_Exercise data:_
....
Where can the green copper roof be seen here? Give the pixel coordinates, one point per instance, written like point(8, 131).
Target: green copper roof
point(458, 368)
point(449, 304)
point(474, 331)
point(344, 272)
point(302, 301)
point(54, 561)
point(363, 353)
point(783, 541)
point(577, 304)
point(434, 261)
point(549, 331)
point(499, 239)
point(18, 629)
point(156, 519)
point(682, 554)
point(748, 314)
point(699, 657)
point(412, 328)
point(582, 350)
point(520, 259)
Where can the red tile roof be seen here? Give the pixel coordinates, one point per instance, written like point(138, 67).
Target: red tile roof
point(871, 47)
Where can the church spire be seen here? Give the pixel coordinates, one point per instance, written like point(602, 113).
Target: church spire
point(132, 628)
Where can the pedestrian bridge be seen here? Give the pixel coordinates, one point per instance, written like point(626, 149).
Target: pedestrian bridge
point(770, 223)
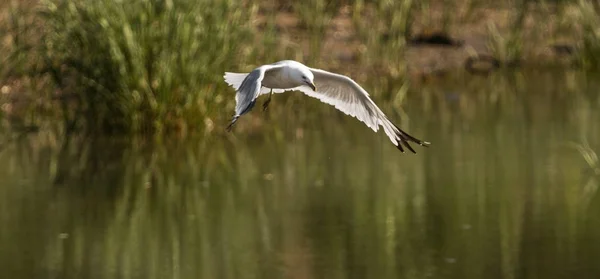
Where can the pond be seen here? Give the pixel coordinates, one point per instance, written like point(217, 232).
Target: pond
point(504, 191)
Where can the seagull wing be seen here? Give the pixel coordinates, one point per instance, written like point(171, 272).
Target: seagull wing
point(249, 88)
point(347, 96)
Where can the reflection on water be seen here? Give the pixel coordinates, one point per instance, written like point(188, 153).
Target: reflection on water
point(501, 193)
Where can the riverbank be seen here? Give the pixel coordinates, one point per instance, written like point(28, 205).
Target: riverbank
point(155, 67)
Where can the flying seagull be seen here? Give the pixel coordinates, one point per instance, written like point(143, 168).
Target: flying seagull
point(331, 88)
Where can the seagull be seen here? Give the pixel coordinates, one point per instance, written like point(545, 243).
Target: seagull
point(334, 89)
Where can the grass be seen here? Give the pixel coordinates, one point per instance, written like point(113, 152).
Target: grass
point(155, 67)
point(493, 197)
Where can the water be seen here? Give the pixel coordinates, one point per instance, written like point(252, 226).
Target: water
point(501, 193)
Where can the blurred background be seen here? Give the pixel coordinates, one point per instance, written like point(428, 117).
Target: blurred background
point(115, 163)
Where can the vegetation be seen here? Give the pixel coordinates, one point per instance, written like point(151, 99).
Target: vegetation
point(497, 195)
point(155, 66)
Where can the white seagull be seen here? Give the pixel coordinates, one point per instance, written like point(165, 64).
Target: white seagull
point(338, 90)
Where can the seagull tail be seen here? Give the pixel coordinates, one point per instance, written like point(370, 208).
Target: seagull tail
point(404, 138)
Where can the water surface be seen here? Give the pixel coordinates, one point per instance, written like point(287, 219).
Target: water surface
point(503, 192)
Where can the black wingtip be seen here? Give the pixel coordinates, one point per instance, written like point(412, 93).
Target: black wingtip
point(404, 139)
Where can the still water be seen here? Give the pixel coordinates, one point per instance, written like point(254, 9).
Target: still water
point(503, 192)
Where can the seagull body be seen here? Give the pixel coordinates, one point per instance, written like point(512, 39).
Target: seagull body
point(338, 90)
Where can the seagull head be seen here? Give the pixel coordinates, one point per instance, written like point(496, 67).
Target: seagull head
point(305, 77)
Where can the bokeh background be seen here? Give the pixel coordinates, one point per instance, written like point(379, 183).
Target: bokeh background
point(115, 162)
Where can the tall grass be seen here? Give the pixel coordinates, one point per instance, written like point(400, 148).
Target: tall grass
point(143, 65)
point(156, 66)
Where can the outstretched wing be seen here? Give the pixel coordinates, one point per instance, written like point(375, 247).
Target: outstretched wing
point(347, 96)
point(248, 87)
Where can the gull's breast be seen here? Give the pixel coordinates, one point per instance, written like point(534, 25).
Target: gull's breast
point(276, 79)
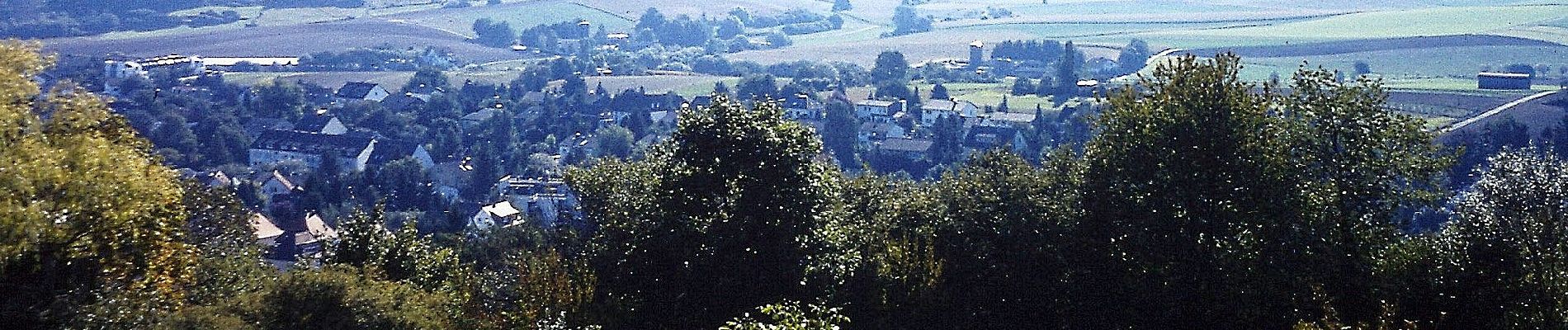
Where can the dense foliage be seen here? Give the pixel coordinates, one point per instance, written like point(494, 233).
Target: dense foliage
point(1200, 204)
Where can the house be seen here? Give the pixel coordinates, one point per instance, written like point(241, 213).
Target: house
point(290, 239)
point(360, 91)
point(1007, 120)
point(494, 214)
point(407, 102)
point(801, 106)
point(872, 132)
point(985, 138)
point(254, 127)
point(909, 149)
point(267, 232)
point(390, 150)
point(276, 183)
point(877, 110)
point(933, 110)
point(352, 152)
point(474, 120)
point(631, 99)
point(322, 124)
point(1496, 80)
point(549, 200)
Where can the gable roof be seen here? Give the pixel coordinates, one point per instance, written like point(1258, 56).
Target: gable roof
....
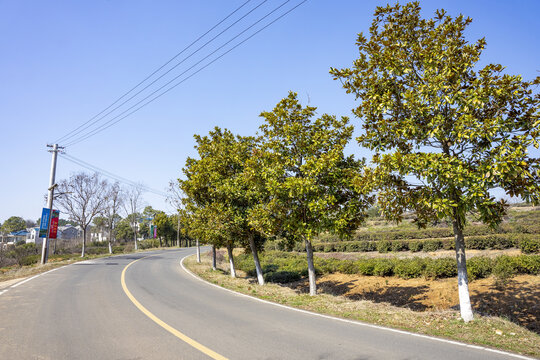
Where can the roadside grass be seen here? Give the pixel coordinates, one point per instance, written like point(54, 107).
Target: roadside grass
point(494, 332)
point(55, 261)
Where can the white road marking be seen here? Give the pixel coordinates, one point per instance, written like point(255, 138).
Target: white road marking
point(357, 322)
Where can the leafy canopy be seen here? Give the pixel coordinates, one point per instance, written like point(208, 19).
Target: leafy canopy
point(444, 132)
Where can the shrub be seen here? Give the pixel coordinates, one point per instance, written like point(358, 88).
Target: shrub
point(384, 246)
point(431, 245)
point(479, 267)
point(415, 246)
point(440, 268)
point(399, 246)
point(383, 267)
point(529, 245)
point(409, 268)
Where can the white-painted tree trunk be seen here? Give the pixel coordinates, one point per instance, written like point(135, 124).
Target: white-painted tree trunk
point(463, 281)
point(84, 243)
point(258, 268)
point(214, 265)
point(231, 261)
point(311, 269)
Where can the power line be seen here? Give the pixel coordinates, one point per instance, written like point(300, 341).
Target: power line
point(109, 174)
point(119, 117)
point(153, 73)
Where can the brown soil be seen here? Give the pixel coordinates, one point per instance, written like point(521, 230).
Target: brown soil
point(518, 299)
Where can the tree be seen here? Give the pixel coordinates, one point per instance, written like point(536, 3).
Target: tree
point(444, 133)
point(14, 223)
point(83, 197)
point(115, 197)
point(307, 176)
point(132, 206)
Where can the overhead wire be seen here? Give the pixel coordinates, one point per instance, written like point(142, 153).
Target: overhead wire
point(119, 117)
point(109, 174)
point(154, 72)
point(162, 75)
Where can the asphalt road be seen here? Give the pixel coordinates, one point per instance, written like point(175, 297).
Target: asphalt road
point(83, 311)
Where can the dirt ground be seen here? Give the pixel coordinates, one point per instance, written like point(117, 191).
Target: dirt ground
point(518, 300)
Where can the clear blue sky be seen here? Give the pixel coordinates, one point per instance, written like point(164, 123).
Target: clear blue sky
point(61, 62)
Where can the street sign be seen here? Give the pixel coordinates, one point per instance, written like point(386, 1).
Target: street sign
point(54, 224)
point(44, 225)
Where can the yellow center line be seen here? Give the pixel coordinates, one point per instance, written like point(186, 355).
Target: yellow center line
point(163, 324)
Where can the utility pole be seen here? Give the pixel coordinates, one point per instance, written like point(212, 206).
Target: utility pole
....
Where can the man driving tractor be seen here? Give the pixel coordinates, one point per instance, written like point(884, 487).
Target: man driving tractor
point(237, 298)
....
_Task directions:_
Render the data starting with the line that contains "Where can the green" and going on through the line that contains "point(520, 259)" as a two-column CSV with the headers text and answer. Make one row for each text and the answer that follows it, with each value in a single quoted field and line breaks turned into spaces.

_Response:_
text,answer
"Where can the green copper roof be seen here? Give the pixel coordinates, one point per instance, written like point(8, 131). Target: green copper roof","point(458, 368) point(449, 304) point(474, 331) point(344, 272) point(302, 301) point(54, 561) point(363, 353) point(783, 541) point(577, 304) point(434, 261) point(549, 331) point(499, 239) point(18, 629) point(156, 519) point(682, 554) point(748, 314) point(699, 657) point(412, 328) point(582, 350) point(520, 259)"